### WHAT YOU NEED TO DO
Could you reproduce the part of the testing-styles reply that opens with "--- Piers Cawley" and closes with "assessment.", switching "framework" to "library"?

### PASSAGE
* * * *

--- Piers Cawley <[EMAIL PROTECTED]> wrote:
> The xUnit style framework does a much better job of enforcing test
> isolation than Test::More does (but you have to remember that what
> Test::More thinks of as a test, xUnit thinks of as an assertion to be
> used *in* a test). 

After working with xUnit style testing for almost a year, I definitely agree with this 
assessment.
 However, I think each style has its merits.  With xUnit frameworks, each test will 
set up its
data in the database, run through its asserts and then rollback the data.  The setup 
and teardown
methods ensure that each test is isolated from all other tests and you thus don't have 
accidental
dependencies.  The also impose a considerable overhead.

At my current position, we've managed to get our test suite (xUnit style) running fast 
enough that
it takes about 50 minutes to run.  At my previous job, a comparable size test suite 
using
Test::More took less than 5 minutes to run (I judge "comparable sized" by comparing 
Test::More
tests to xUnit asserts.)  Between the two, the 50 minute tests suite is probably more 
robust, but
taking 10 times as long to run means that we've been bitten a few times by programmers 
who are in
a hurry and don't run the full suite for a change that "can't break anything."

* * * *

### RECORDED DATA
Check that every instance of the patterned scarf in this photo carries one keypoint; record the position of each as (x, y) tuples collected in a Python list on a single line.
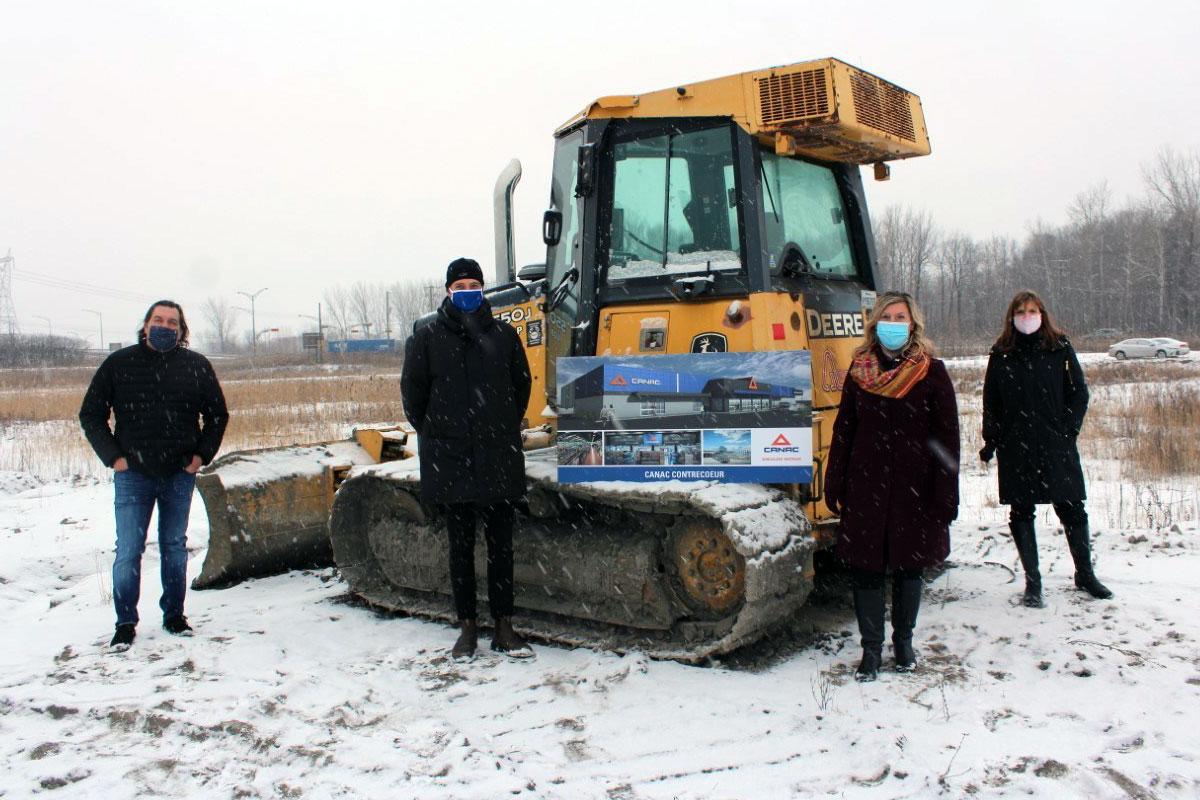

* * * *

### EXERCISE ANSWER
--- Piers Cawley <[EMAIL PROTECTED]> wrote:
> The xUnit style library does a much better job of enforcing test
> isolation than Test::More does (but you have to remember that what
> Test::More thinks of as a test, xUnit thinks of as an assertion to be
> used *in* a test). 

After working with xUnit style testing for almost a year, I definitely agree with this 
assessment.